HTTP Methods
HTTP methods (also called verbs) tell the server what to do with a resource. RFC 9110 defines three orthogonal properties — safe, idempotent, and cacheable — that together describe the contract each method enforces.
Three properties that matter
- Safe — the method does not modify state. Clients (and search engine bots) can call it without side effects.
- Idempotent — calling the method N times has the same effect as calling it once. The client can safely retry on failure.
- Cacheable — the response can be stored and reused under cache-control rules.
| Method | Safe | Idempotent | Cacheable | Body |
|---|---|---|---|---|
GET | Yes | Yes | Yes | No |
HEAD | Yes | Yes | Yes | No |
OPTIONS | Yes | Yes | No | Optional |
TRACE | Yes | Yes | No | No |
PUT | No | Yes | No | Yes |
DELETE | No | Yes | No | Optional |
POST | No | No | Only with explicit headers | Yes |
PATCH | No | Generally No | No | Yes |
CONNECT | No | No | No | No |
Method-by-method
GET
Retrieve a representation of a resource. GET requests must not have side effects. Use query parameters, not bodies, to pass arguments.

• • • • • • •

* [Problem a] Copy the passage on HTTP methods word for word, in full.
The entries that follow the passage on HTTP methods are unrelated to it.

• • • • • • •

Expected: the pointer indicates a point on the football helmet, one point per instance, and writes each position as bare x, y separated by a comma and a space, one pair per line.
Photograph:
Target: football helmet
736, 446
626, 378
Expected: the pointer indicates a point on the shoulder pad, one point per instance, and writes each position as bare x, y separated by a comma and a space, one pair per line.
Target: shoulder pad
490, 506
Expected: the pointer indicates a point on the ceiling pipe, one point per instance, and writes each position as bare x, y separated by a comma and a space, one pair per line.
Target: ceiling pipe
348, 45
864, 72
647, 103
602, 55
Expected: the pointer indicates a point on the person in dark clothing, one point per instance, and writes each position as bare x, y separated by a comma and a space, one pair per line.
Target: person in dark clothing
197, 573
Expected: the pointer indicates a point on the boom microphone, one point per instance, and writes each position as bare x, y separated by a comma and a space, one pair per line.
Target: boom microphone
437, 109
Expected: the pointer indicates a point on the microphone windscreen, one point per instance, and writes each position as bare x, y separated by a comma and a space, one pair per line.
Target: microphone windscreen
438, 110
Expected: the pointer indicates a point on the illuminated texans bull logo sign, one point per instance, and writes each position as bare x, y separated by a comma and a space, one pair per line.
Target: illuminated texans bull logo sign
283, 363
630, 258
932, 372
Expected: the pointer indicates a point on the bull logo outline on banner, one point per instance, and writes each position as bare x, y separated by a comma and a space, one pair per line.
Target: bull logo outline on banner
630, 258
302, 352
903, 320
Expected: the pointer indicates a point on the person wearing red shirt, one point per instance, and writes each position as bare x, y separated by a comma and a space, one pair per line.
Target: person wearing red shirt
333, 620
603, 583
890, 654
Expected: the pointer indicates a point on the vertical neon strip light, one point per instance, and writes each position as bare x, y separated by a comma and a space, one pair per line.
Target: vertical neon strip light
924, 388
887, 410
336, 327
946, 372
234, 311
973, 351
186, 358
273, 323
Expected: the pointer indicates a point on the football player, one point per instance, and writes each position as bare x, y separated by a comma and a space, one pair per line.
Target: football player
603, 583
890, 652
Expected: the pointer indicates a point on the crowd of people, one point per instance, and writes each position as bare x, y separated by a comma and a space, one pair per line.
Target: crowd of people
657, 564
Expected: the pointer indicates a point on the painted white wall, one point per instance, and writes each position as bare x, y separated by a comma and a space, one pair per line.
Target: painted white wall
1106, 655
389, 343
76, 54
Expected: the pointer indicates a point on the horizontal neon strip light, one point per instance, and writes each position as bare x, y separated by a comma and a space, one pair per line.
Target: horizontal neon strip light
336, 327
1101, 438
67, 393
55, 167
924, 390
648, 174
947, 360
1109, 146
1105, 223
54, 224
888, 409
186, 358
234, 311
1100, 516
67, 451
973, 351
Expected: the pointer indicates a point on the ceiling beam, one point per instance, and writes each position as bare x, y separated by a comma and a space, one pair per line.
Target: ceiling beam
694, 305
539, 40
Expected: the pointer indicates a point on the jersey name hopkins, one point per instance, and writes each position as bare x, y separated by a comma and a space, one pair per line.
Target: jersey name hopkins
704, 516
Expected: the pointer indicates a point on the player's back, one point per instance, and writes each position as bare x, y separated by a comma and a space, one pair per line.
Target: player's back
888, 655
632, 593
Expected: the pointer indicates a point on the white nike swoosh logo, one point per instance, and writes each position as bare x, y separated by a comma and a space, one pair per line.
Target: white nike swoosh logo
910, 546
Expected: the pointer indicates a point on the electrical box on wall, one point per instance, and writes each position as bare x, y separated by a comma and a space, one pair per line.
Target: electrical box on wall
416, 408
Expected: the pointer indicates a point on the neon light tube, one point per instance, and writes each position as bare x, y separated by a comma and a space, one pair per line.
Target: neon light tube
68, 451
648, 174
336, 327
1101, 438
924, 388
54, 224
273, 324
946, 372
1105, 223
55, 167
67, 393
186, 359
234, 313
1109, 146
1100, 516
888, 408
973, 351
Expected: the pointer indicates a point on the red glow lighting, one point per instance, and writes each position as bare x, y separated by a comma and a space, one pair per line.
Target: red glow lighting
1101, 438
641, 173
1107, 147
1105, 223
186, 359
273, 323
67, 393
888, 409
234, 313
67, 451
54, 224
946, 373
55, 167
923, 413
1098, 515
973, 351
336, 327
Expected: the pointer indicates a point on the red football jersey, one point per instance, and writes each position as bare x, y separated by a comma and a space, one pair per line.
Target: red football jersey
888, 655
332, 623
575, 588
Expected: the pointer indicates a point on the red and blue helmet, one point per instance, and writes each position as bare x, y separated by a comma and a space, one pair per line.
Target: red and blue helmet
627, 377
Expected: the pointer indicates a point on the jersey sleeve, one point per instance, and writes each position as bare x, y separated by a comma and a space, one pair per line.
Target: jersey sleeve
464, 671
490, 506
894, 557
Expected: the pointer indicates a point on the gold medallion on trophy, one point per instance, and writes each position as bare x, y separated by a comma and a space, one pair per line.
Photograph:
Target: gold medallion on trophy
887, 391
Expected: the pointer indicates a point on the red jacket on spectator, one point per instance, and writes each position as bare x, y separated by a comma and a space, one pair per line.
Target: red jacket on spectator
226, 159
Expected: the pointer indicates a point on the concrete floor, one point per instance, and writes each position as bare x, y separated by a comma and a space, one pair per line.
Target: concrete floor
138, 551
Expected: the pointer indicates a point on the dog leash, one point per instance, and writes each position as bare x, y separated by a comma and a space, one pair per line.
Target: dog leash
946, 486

• • • • • • •

* [Problem b] Format the stretch of entries from the line containing "Expected: the pointer indicates a point on the dog" through the end of the entries as a JSON list of strings, one string per line, with blank lines left out.

* [Exercise solution a]
HTTP Methods
HTTP methods (also called verbs) tell the server what to do with a resource. RFC 9110 defines three orthogonal properties — safe, idempotent, and cacheable — that together describe the contract each method enforces.
Three properties that matter
- Safe — the method does not modify state. Clients (and search engine bots) can call it without side effects.
- Idempotent — calling the method N times has the same effect as calling it once. The client can safely retry on failure.
- Cacheable — the response can be stored and reused under cache-control rules.
| Method | Safe | Idempotent | Cacheable | Body |
|---|---|---|---|---|
GET | Yes | Yes | Yes | No |
HEAD | Yes | Yes | Yes | No |
OPTIONS | Yes | Yes | No | Optional |
TRACE | Yes | Yes | No | No |
PUT | No | Yes | No | Yes |
DELETE | No | Yes | No | Optional |
POST | No | No | Only with explicit headers | Yes |
PATCH | No | Generally No | No | Yes |
CONNECT | No | No | No | No |
Method-by-method
GET
Retrieve a representation of a resource. GET requests must not have side effects. Use query parameters, not bodies, to pass arguments.

* [Exercise solution b]
[
  "Expected: the pointer indicates a point on the dog leash, one point per instance, and writes each position as bare x, y separated by a comma and a space, one pair per line.",
  "Target: dog leash",
  "946, 486"
]